RECORDS FOR THIS EXERCISE start

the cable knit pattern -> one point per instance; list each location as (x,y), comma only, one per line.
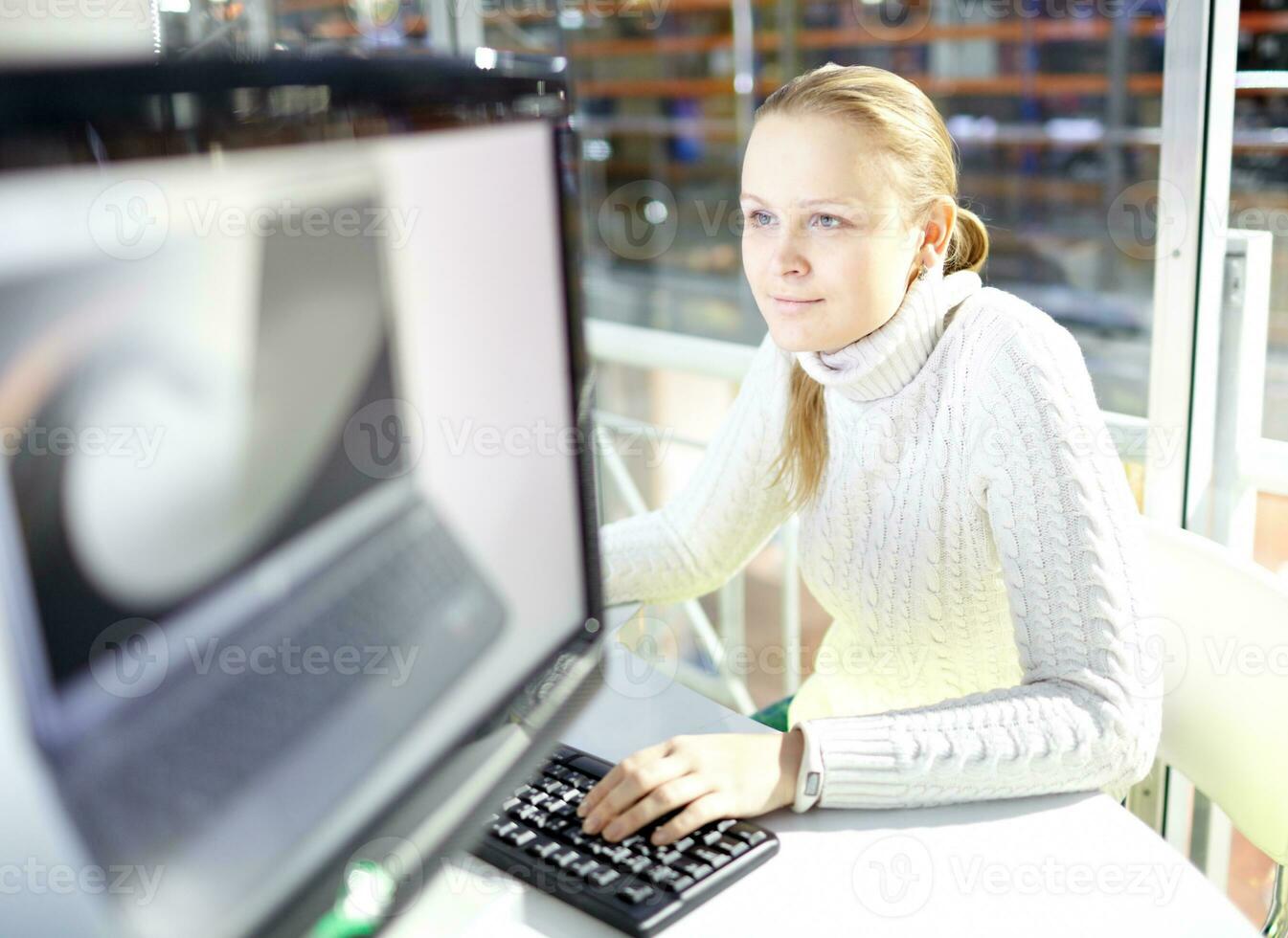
(974,539)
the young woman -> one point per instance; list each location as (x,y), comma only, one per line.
(963,515)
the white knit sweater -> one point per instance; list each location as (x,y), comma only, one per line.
(974,539)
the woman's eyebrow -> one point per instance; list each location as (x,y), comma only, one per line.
(802,202)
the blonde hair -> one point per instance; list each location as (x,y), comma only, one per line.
(906,127)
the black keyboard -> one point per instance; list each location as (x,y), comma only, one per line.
(634,885)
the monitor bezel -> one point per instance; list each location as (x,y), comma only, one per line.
(41,98)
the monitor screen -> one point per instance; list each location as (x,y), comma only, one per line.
(152,466)
(470,322)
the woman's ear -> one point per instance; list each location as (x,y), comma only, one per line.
(939,227)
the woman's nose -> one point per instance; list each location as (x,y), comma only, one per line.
(788,257)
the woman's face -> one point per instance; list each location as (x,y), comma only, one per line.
(824,246)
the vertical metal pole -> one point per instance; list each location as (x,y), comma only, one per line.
(1189,257)
(791,605)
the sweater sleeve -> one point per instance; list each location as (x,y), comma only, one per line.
(1064,529)
(724,515)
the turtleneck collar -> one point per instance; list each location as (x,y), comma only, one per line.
(882,362)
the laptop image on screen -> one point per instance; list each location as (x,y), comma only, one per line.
(257,590)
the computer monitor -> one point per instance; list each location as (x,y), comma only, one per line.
(287,346)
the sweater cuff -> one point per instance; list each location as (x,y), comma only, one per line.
(862,767)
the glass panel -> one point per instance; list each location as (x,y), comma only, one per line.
(1258,201)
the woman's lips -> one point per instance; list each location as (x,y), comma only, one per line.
(792,305)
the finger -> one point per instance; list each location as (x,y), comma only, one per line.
(637,784)
(661,800)
(710,807)
(619,772)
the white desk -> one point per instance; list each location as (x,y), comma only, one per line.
(1075,865)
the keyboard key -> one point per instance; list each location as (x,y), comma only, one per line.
(734,848)
(745,832)
(637,863)
(635,894)
(712,859)
(521,837)
(585,867)
(660,874)
(542,847)
(619,853)
(603,875)
(567,859)
(596,769)
(693,867)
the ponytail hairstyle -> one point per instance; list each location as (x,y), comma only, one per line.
(906,127)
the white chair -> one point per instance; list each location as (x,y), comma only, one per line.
(1224,621)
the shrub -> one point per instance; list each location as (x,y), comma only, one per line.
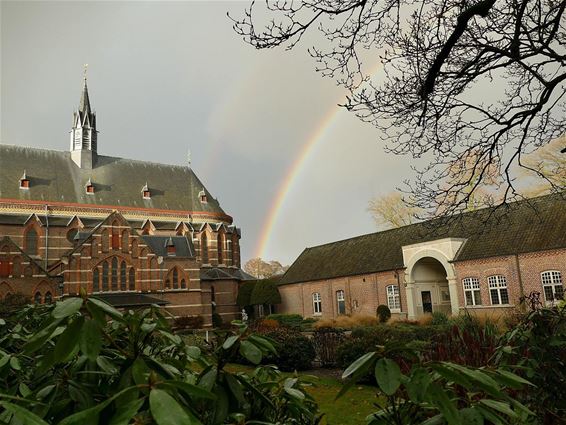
(188,322)
(383,313)
(294,351)
(325,342)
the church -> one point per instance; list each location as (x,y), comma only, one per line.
(131,232)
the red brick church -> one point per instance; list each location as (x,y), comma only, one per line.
(131,232)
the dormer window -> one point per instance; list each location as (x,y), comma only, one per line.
(89,187)
(202,196)
(146,194)
(24,181)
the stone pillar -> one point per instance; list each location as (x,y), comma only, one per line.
(453,288)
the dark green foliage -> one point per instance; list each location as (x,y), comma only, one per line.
(245,292)
(265,292)
(326,342)
(68,365)
(536,350)
(12,302)
(383,313)
(217,321)
(294,351)
(188,322)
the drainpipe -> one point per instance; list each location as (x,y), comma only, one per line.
(46,236)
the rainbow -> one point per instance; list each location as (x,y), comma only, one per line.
(295,170)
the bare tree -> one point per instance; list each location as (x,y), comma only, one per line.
(470,86)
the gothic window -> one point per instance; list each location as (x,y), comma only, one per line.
(123,283)
(472,291)
(105,276)
(204,248)
(115,236)
(95,280)
(498,290)
(132,279)
(341,301)
(175,279)
(552,285)
(125,240)
(316,303)
(31,242)
(104,243)
(220,249)
(393,298)
(114,274)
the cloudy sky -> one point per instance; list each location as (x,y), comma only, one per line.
(264,129)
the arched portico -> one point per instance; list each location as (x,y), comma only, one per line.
(430,283)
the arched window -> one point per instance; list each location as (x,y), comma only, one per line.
(552,285)
(134,248)
(125,240)
(316,303)
(105,276)
(204,248)
(175,279)
(123,282)
(220,249)
(393,298)
(498,290)
(104,243)
(31,242)
(16,267)
(115,236)
(132,279)
(95,280)
(472,292)
(341,301)
(114,274)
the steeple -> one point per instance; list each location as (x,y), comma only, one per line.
(84,133)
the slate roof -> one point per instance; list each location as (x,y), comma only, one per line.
(118,182)
(527,226)
(158,244)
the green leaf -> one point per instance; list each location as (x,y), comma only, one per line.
(23,415)
(167,411)
(230,341)
(68,340)
(90,340)
(126,412)
(499,406)
(190,389)
(440,399)
(388,375)
(107,308)
(363,362)
(67,307)
(250,352)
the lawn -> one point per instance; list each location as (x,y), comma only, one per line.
(351,409)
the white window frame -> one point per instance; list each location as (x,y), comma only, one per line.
(393,298)
(471,286)
(316,304)
(552,279)
(340,298)
(498,285)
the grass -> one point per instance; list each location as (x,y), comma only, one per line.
(350,409)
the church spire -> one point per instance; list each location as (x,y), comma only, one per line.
(84,133)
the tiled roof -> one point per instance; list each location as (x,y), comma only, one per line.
(527,226)
(118,182)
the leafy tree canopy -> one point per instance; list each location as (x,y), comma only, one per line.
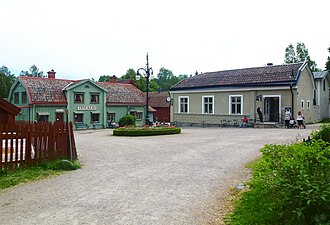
(6,81)
(33,72)
(299,54)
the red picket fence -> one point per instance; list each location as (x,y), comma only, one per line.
(25,143)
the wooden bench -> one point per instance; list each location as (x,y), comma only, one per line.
(81,126)
(98,125)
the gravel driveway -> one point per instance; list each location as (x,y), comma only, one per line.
(142,180)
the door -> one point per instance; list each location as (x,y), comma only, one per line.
(59,116)
(271,109)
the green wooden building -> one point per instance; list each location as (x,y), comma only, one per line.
(83,102)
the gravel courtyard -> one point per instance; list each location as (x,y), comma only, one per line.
(171,179)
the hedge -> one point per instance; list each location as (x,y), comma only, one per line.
(146,131)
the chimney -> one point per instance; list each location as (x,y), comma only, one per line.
(113,79)
(51,74)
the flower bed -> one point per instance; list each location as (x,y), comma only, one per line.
(145,131)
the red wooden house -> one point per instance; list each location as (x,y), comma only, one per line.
(8,112)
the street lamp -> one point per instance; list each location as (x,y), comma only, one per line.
(147,71)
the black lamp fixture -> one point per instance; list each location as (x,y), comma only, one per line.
(146,72)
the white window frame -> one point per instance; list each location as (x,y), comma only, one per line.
(308,104)
(203,104)
(179,103)
(242,105)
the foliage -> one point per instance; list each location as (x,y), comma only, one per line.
(300,54)
(33,72)
(290,185)
(145,131)
(6,80)
(327,64)
(127,120)
(323,133)
(43,170)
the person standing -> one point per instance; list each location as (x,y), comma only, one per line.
(287,117)
(260,114)
(300,120)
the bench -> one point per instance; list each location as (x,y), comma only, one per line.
(81,126)
(98,125)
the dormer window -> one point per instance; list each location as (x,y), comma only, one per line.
(79,98)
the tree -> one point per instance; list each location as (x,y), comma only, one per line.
(33,72)
(6,81)
(300,54)
(327,64)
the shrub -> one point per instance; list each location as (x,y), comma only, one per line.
(146,131)
(290,185)
(127,120)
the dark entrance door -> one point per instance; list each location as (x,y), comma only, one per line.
(59,116)
(273,109)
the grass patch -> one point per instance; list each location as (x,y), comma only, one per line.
(32,173)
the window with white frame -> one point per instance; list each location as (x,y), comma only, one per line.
(183,104)
(208,104)
(308,104)
(235,104)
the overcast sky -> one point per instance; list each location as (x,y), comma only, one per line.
(87,39)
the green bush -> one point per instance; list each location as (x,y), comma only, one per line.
(323,133)
(146,131)
(290,185)
(127,120)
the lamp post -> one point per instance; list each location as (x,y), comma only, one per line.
(147,72)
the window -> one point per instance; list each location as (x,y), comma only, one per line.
(95,98)
(24,97)
(302,104)
(111,117)
(79,98)
(43,116)
(208,104)
(16,98)
(78,117)
(235,102)
(95,117)
(138,115)
(308,104)
(183,104)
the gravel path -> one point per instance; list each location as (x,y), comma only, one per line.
(146,180)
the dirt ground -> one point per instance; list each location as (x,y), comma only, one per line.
(172,179)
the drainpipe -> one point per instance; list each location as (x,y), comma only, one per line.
(292,99)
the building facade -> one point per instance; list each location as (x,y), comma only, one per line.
(80,101)
(211,98)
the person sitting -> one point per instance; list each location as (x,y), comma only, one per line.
(245,120)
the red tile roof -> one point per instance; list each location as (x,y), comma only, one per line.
(123,94)
(268,75)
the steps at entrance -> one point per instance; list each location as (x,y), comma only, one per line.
(266,125)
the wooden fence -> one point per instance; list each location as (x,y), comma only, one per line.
(25,143)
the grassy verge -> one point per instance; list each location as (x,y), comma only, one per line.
(43,170)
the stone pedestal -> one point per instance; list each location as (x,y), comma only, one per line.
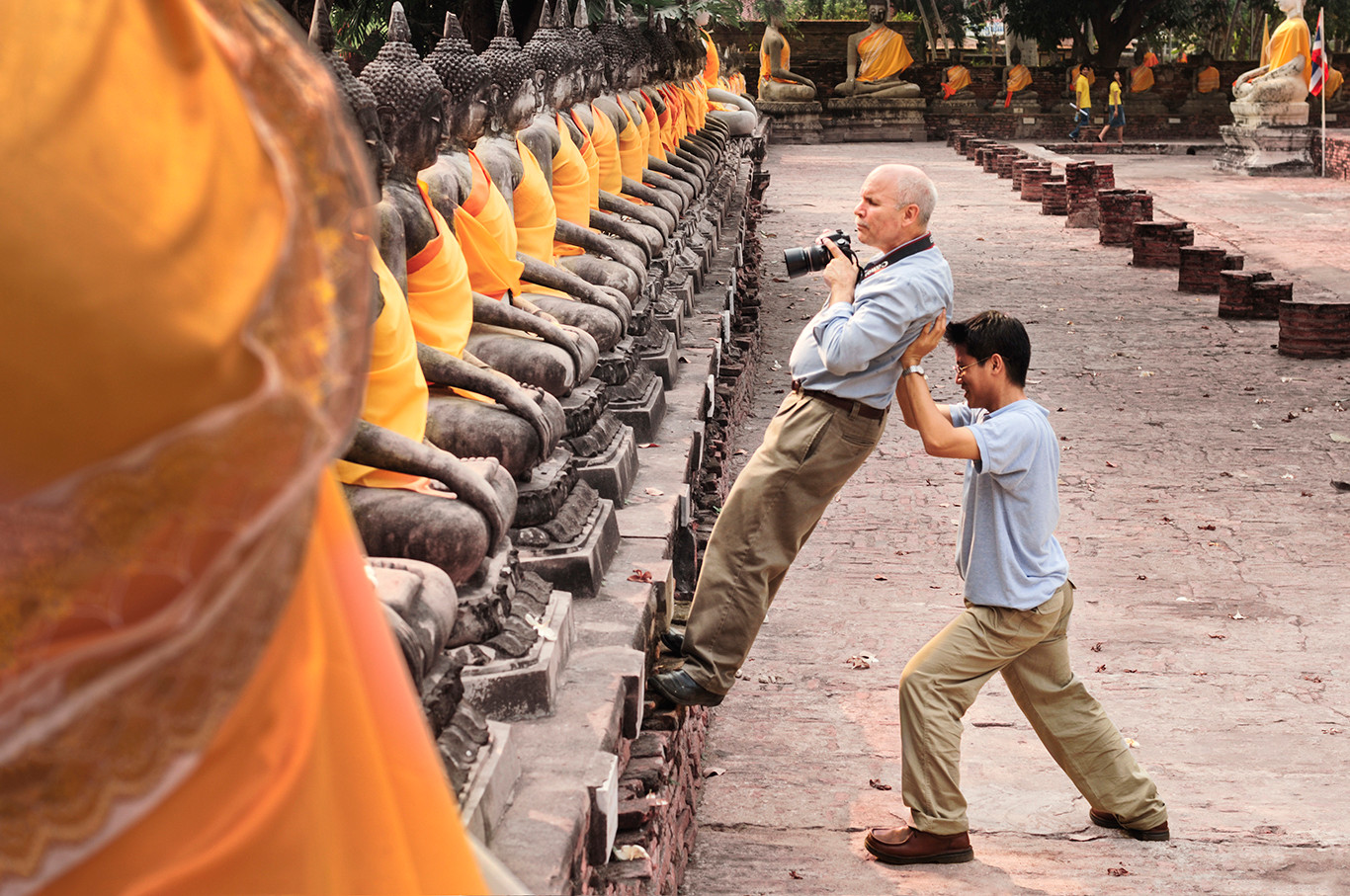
(793,122)
(1266,151)
(864,119)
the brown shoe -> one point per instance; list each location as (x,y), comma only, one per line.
(911,847)
(1109,819)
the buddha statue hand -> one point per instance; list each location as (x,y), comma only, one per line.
(468,479)
(535,405)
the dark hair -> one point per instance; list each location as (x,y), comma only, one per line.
(994,334)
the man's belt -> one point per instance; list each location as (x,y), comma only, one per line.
(844,404)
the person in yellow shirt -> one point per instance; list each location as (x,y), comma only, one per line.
(1083,93)
(1114,111)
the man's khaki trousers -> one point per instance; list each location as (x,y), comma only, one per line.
(810,449)
(1030,649)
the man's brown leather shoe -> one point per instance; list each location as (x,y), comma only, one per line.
(911,847)
(1107,819)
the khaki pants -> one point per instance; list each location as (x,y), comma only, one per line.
(1030,649)
(810,449)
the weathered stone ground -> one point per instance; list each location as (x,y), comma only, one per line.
(1207,542)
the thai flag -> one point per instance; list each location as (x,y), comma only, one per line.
(1319,61)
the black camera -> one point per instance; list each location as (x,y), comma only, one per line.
(814,258)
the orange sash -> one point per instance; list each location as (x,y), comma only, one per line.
(487,236)
(395,390)
(711,65)
(632,148)
(439,295)
(607,151)
(882,54)
(571,187)
(783,59)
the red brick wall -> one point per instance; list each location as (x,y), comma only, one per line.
(1338,155)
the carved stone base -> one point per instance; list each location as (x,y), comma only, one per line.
(1266,151)
(491,782)
(864,119)
(1268,115)
(579,563)
(526,687)
(793,122)
(641,405)
(660,355)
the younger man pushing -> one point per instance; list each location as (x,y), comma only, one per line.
(1018,600)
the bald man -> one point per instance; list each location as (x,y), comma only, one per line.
(845,367)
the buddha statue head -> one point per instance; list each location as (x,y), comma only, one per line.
(410,100)
(516,78)
(360,99)
(589,50)
(470,92)
(548,51)
(613,40)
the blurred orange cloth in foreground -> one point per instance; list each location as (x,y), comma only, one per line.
(198,689)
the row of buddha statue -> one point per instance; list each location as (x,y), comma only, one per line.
(526,196)
(877,57)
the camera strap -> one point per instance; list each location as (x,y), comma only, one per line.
(896,254)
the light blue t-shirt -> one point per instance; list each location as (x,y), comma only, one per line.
(1010,504)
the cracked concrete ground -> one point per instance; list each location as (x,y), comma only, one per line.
(1207,544)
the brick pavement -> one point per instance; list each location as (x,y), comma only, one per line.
(1203,533)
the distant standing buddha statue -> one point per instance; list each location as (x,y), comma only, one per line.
(1142,99)
(778,84)
(877,57)
(1276,93)
(1017,81)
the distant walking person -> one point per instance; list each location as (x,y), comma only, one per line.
(1083,89)
(1018,600)
(1114,111)
(844,366)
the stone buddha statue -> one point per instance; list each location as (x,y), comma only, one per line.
(1276,93)
(1017,84)
(409,498)
(733,110)
(498,416)
(877,57)
(549,138)
(778,83)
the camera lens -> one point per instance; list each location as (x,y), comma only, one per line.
(803,261)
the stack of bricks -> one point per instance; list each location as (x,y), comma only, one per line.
(1004,162)
(1033,181)
(1055,199)
(1251,294)
(1315,329)
(1021,168)
(972,147)
(1158,243)
(1201,268)
(1080,188)
(1120,209)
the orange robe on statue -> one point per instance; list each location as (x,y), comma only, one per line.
(223,707)
(881,54)
(487,235)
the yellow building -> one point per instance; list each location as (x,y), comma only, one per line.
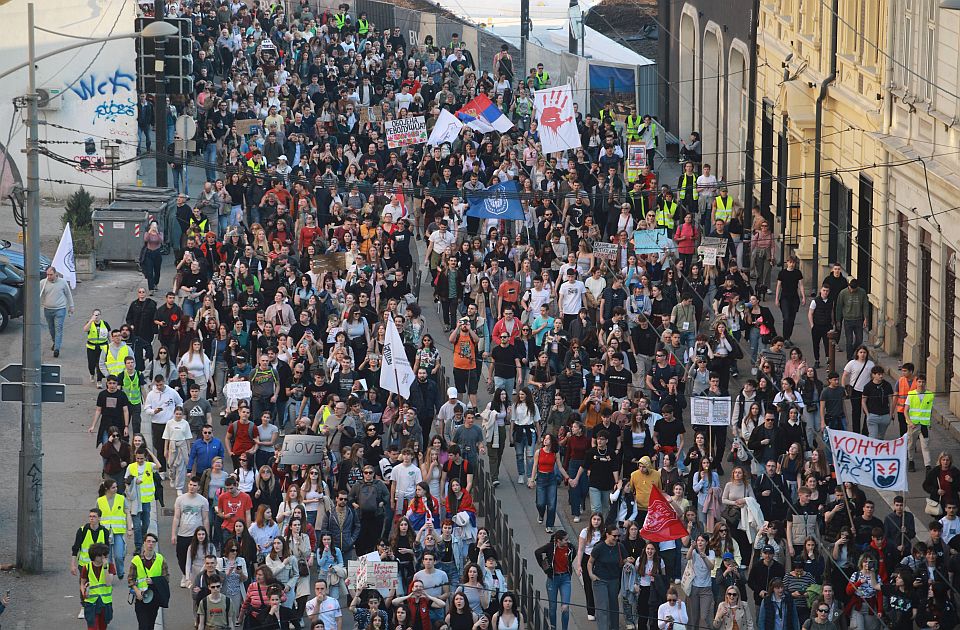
(917,229)
(796,64)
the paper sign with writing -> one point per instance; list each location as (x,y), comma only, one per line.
(865,461)
(606,251)
(238,390)
(302,449)
(710,411)
(405,131)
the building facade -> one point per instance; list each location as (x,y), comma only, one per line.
(709,60)
(918,231)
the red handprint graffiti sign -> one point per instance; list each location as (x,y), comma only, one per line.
(558,129)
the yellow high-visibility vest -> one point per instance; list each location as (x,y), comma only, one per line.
(155,570)
(98,336)
(97,587)
(724,210)
(114,519)
(683,186)
(147,489)
(83,556)
(665,214)
(115,362)
(920,407)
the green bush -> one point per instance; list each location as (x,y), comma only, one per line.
(78,212)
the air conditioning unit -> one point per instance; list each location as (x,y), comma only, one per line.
(49,99)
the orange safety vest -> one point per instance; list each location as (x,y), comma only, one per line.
(904,387)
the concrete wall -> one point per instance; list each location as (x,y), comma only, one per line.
(99,99)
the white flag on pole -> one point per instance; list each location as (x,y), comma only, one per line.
(396,375)
(555,119)
(63,260)
(866,461)
(446,129)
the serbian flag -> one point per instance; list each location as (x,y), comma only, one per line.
(482,115)
(661,523)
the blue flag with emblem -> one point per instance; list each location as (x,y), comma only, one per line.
(497,202)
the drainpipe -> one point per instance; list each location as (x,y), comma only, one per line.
(818,141)
(883,188)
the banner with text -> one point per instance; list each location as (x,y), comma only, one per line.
(712,411)
(405,131)
(303,449)
(865,461)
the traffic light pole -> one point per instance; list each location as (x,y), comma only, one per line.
(160,107)
(30,498)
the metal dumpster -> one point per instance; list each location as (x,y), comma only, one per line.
(118,234)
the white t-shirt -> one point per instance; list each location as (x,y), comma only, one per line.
(571,297)
(406,478)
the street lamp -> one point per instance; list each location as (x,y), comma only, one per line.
(30,502)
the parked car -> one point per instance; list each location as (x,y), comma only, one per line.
(11,293)
(14,254)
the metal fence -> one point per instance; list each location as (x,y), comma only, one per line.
(514,563)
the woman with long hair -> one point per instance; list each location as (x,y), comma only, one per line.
(497,415)
(200,547)
(299,544)
(526,418)
(589,537)
(545,477)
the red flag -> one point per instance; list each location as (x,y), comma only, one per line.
(661,523)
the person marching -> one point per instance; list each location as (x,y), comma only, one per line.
(93,533)
(149,579)
(98,336)
(96,588)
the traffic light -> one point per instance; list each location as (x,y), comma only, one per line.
(174,65)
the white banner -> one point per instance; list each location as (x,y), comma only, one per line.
(396,375)
(712,411)
(555,119)
(865,461)
(302,449)
(63,259)
(446,129)
(404,131)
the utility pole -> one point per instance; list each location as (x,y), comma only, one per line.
(30,498)
(524,35)
(160,107)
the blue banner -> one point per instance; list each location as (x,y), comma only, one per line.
(497,202)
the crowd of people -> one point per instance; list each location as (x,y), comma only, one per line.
(585,364)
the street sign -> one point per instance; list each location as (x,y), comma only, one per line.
(13,372)
(49,392)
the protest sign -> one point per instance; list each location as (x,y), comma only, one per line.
(649,241)
(364,573)
(710,411)
(238,390)
(302,449)
(405,131)
(606,251)
(865,461)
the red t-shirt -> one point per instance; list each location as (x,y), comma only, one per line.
(234,507)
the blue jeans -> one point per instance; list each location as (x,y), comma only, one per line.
(578,495)
(559,585)
(141,522)
(606,593)
(547,496)
(210,159)
(506,384)
(118,550)
(599,500)
(55,317)
(524,449)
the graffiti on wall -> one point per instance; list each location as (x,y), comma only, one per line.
(94,85)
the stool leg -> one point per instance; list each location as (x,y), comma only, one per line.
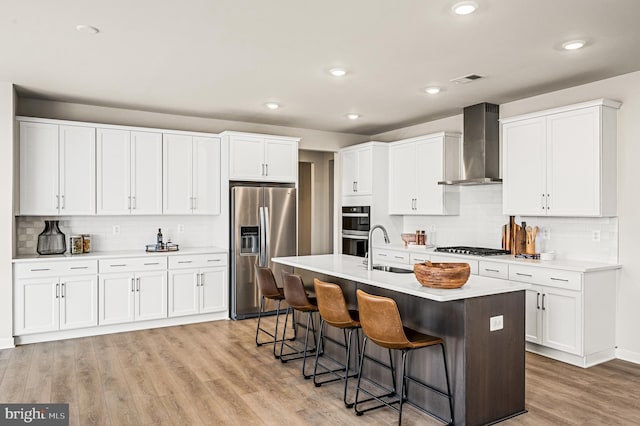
(355,401)
(446,372)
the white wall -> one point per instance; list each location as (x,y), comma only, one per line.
(7,108)
(311,139)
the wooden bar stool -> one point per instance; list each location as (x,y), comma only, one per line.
(298,300)
(334,311)
(269,290)
(382,324)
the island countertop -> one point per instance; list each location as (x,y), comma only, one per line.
(351,268)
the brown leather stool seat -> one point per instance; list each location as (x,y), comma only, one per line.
(334,312)
(269,290)
(382,324)
(298,300)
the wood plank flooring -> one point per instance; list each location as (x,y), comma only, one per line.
(212,373)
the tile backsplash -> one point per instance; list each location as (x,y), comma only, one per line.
(134,231)
(480,224)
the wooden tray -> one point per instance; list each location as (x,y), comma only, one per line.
(442,275)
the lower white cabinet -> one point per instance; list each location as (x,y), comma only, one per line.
(126,297)
(46,301)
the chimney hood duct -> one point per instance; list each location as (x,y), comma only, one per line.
(481,146)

RECORDS FOR THIS EXERCISE end

• TASK TO COMPLETE
Extract, exactly as written, the span of lines from the one holding "the blue banner" through the last line, inclusive. Skip any picture.

• ANSWER FOR THIS EXERCISE
the blue banner -> one point per instance; list each location as (x,y), comma only, one per line.
(497,202)
the crowd of people -> one point per instance; list each location as (x,y), comma only, one per line.
(585,364)
the street sign -> one point per instance; list each location as (x,y), comma only, one per line.
(13,372)
(49,392)
the protest sign -> one point per instance; list each location as (x,y), comma only, one per line.
(649,241)
(364,573)
(710,411)
(238,390)
(302,449)
(405,131)
(606,251)
(865,461)
the red t-shirt -> one point per instance; list each location as (x,y), comma only, one per line.
(234,507)
the blue jeans -> one point per instance; list each location as (x,y), comma only, one per line.
(578,495)
(559,585)
(141,522)
(606,593)
(547,496)
(210,159)
(506,384)
(118,550)
(599,500)
(55,317)
(524,449)
the graffiti on wall -> one point per instance; list each location as (x,y), comma only, one per line.
(94,85)
the stool leg -> one point per instance; list each location as (x,y), comma only, one per line.
(355,401)
(446,372)
the white wall -> one point per instance; list each location as (x,y), comma only, one per line.
(7,108)
(311,139)
the wooden bar stool -> one point per instance; list each location as (x,y), comma only, one per line.
(298,300)
(334,311)
(269,290)
(382,324)
the island countertop -> one point per instance; list each location as (x,y), comma only, one per line.
(351,268)
the brown leather stool seat -> one point per instance; list each location as (x,y), comma only, one per line.
(334,312)
(269,290)
(382,324)
(298,300)
the wood plank flooring -> one point per instance; list each location as (x,y), comma only, one per line.
(212,373)
the tile backsplash -> one point per instance; list each location as (x,y), comma only, one per line.
(134,231)
(480,224)
the wooden tray -> one point per instance; list each location as (x,y), comma only, one per line.
(442,275)
the lower white cabinet -> one point per instance; list each location as (x,y), comma only, one per line.
(126,297)
(46,301)
the chimney hood duct -> one point per instance; list each location as (x,y), comma only, one per line.
(481,146)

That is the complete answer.